= Beginning of Section =
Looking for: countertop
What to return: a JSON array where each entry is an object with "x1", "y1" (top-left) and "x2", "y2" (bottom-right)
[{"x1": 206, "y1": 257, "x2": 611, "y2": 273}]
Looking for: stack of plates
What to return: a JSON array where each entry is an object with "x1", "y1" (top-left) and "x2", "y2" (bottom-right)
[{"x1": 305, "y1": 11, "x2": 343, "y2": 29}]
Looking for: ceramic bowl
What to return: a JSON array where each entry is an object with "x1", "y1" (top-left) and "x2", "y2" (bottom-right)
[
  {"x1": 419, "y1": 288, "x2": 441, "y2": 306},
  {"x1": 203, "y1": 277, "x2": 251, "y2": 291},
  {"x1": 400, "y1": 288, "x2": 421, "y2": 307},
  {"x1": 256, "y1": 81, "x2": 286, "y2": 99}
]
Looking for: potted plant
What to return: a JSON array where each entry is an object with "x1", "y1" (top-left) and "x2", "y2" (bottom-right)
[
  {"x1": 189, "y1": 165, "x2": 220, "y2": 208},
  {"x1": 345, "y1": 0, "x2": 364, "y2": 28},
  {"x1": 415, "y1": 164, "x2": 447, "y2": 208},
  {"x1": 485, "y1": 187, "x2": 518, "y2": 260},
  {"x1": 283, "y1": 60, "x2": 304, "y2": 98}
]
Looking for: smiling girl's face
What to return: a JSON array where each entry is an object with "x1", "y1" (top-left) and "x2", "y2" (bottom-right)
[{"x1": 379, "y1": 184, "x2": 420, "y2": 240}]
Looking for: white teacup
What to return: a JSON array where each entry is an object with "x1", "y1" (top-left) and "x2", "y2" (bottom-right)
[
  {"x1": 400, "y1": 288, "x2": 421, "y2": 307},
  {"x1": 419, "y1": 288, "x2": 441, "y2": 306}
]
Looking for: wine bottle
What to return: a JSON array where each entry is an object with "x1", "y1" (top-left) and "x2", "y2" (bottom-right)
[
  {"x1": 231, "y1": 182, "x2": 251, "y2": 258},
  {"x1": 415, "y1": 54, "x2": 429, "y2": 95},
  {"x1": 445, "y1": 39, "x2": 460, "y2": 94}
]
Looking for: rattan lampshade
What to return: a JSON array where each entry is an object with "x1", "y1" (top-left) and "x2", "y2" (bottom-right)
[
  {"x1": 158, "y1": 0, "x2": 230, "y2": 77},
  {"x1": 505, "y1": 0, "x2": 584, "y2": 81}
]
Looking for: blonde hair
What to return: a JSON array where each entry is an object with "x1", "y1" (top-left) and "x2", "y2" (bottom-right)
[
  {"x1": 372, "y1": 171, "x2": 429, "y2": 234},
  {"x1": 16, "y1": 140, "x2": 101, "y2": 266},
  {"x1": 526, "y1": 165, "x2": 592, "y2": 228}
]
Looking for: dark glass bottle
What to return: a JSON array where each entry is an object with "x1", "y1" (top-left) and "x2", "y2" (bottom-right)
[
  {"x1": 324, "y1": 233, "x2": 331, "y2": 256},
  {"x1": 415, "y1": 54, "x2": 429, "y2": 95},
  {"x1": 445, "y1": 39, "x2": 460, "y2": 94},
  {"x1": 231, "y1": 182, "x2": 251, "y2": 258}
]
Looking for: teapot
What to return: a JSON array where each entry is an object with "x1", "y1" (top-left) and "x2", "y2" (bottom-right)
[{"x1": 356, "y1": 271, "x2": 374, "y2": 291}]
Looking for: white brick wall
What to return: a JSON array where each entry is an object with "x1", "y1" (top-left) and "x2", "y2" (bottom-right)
= End of Section =
**TO DO**:
All lines from the beginning of the listing through the one with "Looking for: stack of plates" are to be restated word for word, and only those.

**TASK ANSWER**:
Looking for: countertop
What to return: a JSON array where each entry is an object with "x1", "y1" (top-left) and "x2", "y2" (bottom-right)
[{"x1": 206, "y1": 257, "x2": 611, "y2": 273}]
Looking for: stack of plates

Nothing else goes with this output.